* RECORDS FOR THE TASK *
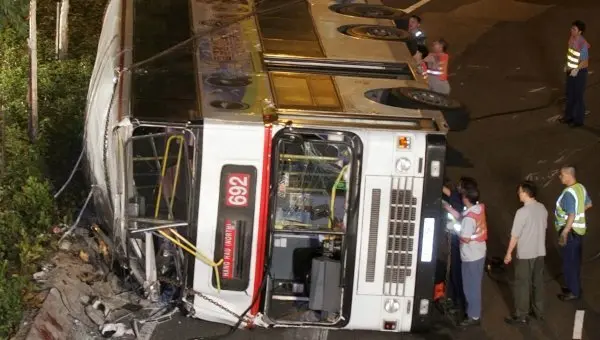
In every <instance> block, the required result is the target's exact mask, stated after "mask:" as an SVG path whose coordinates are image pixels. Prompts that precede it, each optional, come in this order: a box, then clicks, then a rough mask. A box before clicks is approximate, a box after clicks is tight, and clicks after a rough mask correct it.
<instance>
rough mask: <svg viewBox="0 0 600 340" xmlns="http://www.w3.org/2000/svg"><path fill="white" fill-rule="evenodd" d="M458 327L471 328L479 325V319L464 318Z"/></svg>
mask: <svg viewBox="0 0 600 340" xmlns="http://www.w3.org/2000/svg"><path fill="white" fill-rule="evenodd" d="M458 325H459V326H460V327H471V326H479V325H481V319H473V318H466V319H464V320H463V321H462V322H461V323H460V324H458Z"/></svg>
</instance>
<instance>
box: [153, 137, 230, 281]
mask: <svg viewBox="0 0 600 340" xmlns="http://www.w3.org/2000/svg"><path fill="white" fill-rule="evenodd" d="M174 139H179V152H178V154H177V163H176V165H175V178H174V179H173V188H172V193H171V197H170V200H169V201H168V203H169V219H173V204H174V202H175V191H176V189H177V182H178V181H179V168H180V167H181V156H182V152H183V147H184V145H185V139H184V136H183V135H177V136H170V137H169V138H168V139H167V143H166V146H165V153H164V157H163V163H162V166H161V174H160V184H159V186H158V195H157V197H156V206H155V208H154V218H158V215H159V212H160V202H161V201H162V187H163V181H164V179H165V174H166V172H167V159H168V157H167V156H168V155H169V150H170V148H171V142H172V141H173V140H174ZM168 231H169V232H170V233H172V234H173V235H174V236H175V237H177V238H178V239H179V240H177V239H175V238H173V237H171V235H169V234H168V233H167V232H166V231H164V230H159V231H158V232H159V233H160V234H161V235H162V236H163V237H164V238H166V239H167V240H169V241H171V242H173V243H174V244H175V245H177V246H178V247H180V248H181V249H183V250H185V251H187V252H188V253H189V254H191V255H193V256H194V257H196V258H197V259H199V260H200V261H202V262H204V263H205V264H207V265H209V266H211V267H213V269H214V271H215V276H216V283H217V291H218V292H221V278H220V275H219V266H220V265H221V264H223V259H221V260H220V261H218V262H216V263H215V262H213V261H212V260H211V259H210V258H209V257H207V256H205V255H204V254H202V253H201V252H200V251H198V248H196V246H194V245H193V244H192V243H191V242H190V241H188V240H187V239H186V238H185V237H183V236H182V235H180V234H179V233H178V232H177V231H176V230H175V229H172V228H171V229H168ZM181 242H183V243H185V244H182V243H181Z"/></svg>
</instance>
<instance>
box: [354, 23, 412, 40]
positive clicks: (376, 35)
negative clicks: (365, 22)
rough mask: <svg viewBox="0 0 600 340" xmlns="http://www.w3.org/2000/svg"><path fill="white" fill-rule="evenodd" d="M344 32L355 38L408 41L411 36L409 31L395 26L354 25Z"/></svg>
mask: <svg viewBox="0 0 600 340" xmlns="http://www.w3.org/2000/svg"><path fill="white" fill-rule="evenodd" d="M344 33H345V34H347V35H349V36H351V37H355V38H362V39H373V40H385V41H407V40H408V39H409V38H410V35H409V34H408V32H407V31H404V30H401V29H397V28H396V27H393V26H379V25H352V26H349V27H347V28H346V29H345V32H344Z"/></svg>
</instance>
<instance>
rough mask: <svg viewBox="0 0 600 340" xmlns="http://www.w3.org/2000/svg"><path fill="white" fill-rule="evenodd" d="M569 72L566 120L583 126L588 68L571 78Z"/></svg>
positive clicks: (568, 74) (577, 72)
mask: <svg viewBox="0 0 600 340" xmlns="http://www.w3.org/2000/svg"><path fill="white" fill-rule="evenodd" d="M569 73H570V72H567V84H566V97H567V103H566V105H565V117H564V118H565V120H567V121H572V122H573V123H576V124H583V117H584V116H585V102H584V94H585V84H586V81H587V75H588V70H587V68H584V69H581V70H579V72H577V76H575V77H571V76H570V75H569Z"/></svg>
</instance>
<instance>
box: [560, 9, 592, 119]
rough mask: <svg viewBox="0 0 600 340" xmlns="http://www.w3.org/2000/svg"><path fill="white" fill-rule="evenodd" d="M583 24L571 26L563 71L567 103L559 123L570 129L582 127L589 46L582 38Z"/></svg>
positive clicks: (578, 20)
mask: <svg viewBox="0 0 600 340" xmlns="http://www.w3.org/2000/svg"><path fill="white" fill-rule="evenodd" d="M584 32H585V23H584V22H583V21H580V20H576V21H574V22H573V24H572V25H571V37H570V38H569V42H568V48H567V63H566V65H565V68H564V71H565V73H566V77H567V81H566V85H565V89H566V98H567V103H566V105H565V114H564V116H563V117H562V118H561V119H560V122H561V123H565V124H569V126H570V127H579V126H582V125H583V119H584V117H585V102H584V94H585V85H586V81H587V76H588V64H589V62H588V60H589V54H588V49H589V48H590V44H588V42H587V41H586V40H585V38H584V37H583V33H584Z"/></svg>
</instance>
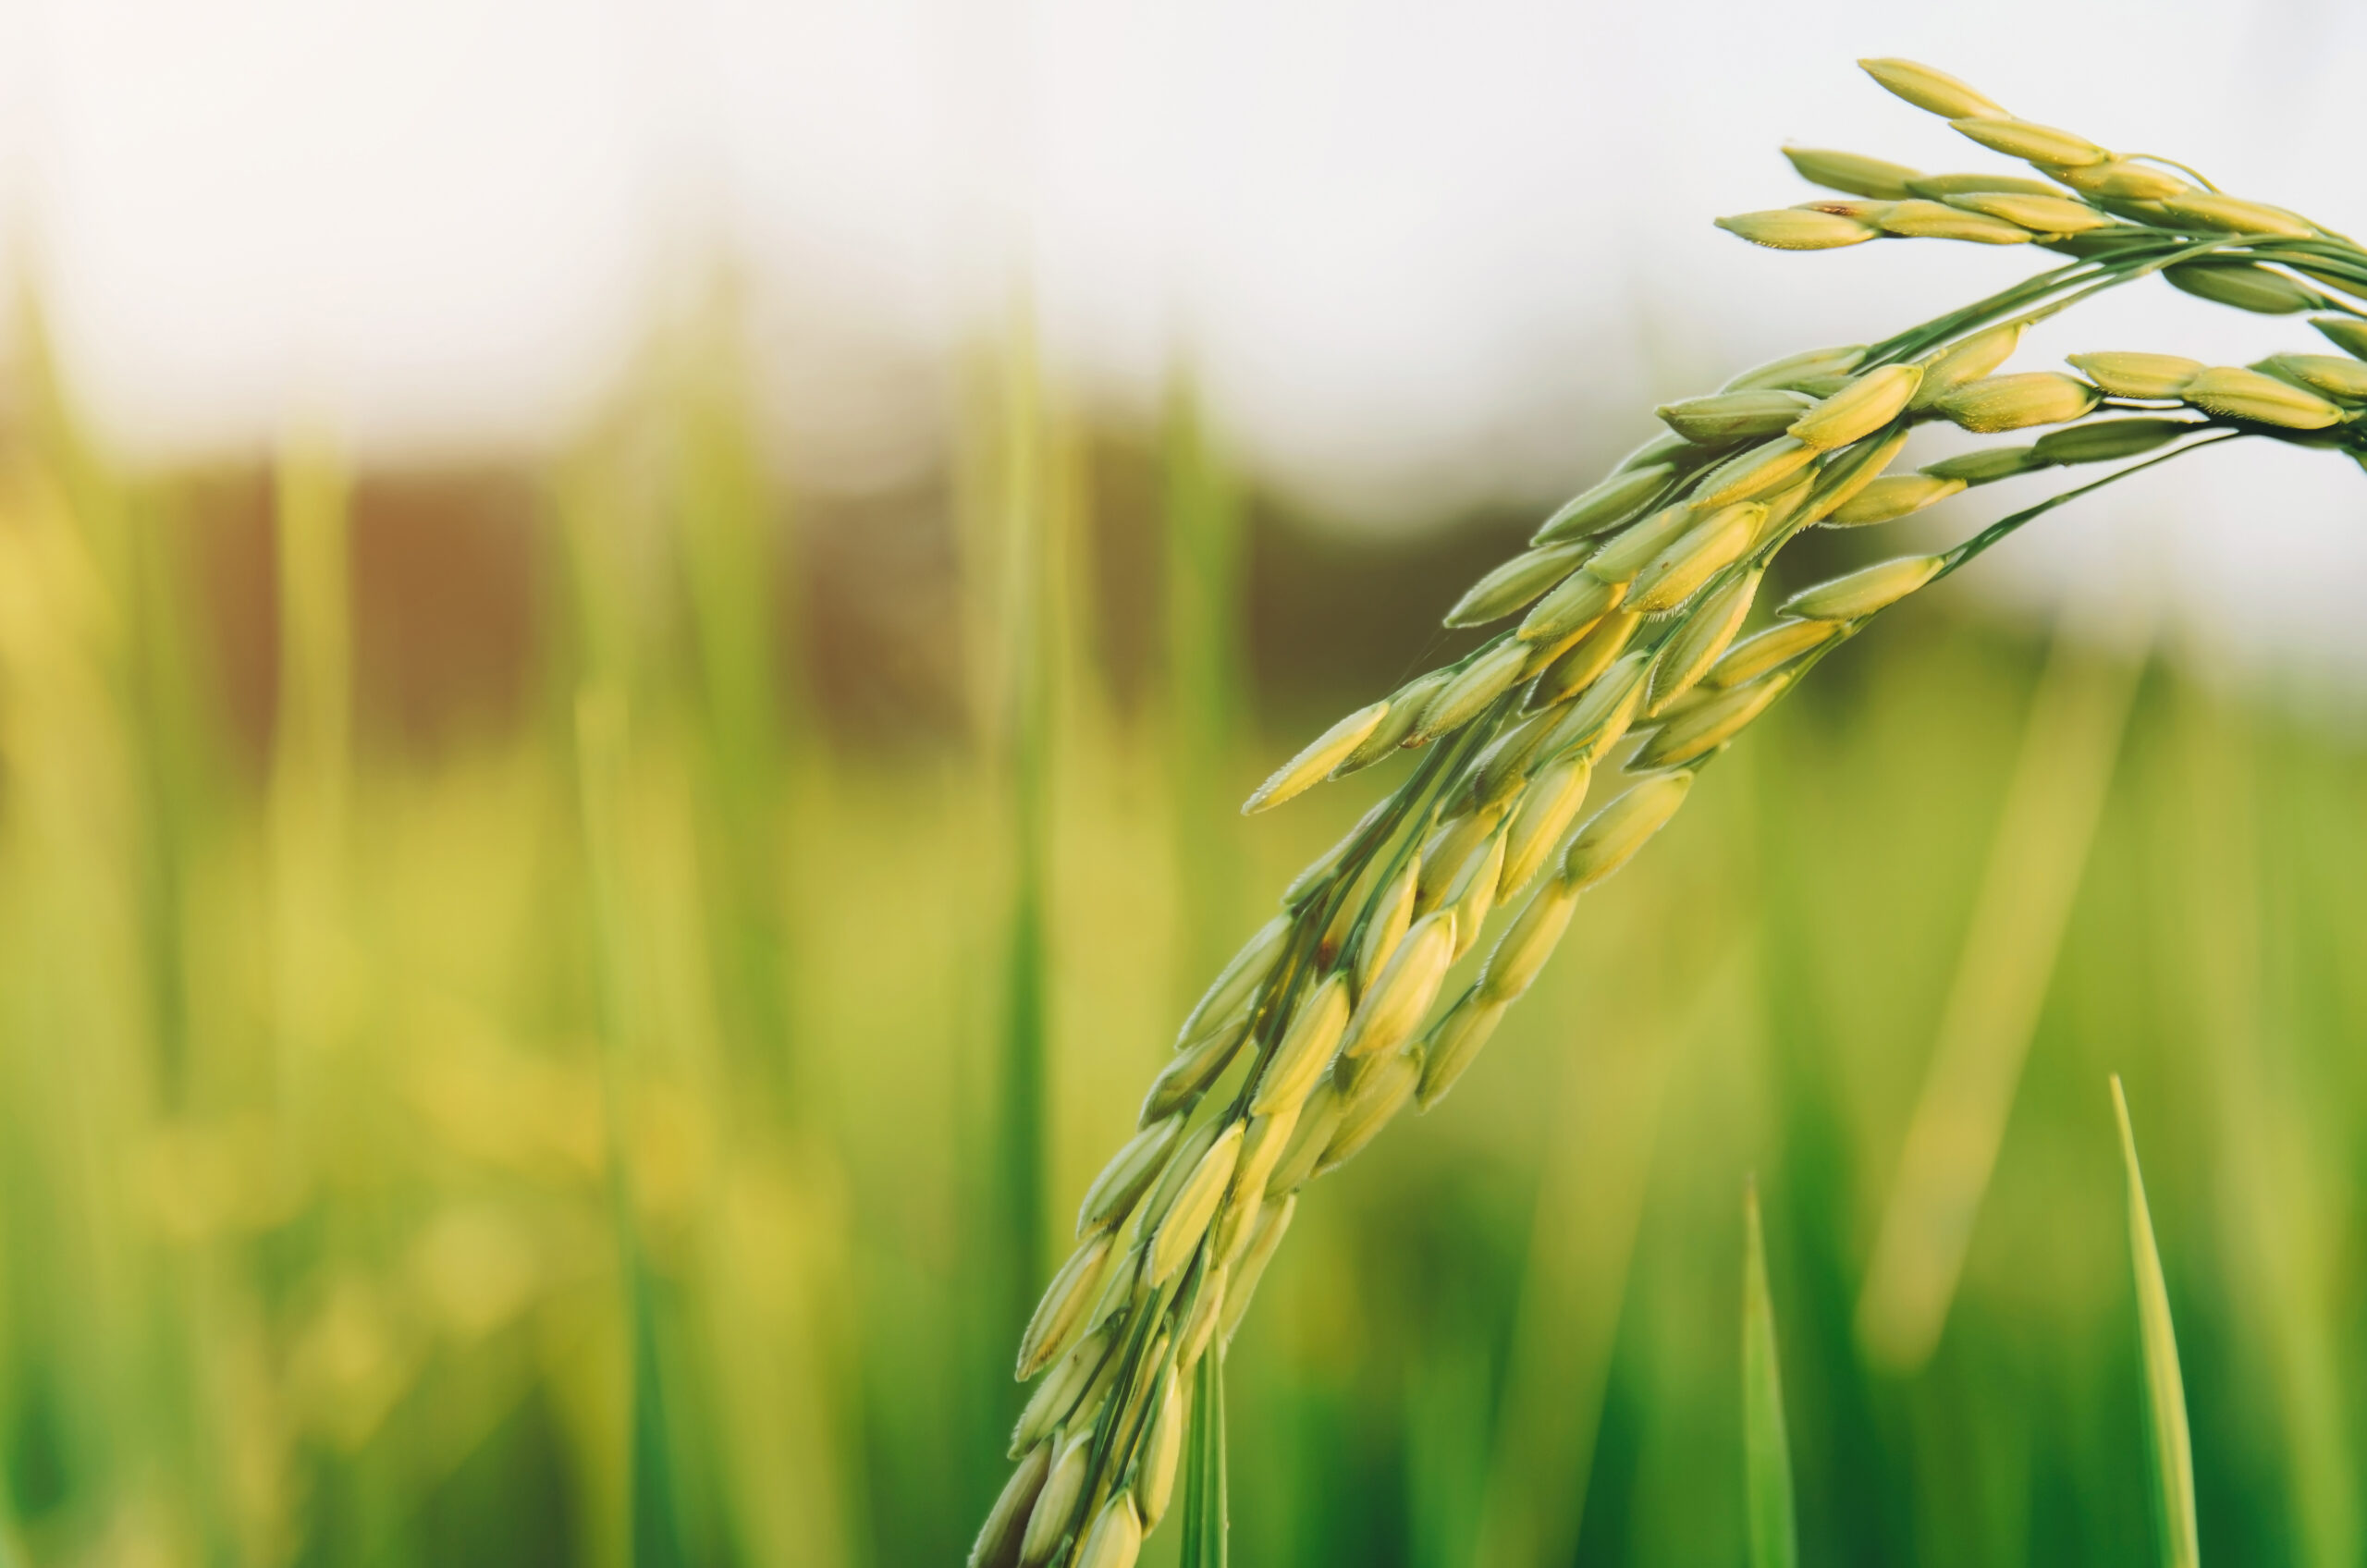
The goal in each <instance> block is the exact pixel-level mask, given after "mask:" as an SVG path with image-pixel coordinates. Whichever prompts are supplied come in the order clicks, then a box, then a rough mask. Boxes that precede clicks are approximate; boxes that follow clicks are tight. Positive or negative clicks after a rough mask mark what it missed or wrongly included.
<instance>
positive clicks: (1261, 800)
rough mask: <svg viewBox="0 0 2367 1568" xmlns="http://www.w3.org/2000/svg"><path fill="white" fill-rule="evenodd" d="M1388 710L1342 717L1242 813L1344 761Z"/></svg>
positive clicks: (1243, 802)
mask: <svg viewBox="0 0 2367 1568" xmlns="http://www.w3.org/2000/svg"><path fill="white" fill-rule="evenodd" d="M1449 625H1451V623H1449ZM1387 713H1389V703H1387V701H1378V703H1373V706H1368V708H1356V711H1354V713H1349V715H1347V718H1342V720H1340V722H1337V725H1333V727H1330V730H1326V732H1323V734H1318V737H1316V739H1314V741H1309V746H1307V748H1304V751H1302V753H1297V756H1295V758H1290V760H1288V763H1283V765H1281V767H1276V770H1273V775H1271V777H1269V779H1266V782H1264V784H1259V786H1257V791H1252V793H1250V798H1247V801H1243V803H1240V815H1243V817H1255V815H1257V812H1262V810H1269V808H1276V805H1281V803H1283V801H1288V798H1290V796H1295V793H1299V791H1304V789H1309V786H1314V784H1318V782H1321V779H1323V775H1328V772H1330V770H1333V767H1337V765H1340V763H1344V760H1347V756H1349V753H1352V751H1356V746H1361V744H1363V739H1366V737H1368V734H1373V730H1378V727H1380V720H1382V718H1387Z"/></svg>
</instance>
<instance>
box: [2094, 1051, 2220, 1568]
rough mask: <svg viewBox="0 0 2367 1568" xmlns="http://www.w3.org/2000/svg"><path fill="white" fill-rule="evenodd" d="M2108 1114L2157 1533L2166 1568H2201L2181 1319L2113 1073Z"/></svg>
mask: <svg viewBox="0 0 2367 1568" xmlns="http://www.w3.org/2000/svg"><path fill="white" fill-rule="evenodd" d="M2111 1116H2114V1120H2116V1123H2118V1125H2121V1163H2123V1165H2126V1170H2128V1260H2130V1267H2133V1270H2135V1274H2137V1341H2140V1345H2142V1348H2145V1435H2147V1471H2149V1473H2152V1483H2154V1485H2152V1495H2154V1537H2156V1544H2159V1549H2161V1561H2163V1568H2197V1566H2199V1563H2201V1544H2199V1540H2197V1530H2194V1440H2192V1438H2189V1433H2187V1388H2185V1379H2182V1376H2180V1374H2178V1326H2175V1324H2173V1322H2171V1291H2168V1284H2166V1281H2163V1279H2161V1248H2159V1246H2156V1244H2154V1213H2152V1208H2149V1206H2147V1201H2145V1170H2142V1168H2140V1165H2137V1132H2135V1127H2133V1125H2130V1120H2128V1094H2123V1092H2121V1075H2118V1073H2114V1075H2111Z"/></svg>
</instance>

* WORK TASK *
In the material above, find each line containing the word "precede" and copy every such line in full.

* ANSWER BOX *
In every <instance> block, the required result is the target's exact mask, stated after "mask:" as an SVG path whose coordinates are image pixels. Prompts that precede it, each optional, come in this order: a box, then clicks, then a rough mask. A box before clicks is approximate, a box after clicks is tight, and clicks after a rough mask correct it.
The goal in each <instance> block is the exact pixel-level mask, given after "mask:" as an SVG path with image-pixel coordinates. Whichever prompts are supplied come in the order clicks, then a box, then a rough mask. Boxes that precede clicks are approximate; boxes that follow clicks are tight. Positive or negative clicks after a rough mask mark what it missed or wrongly included.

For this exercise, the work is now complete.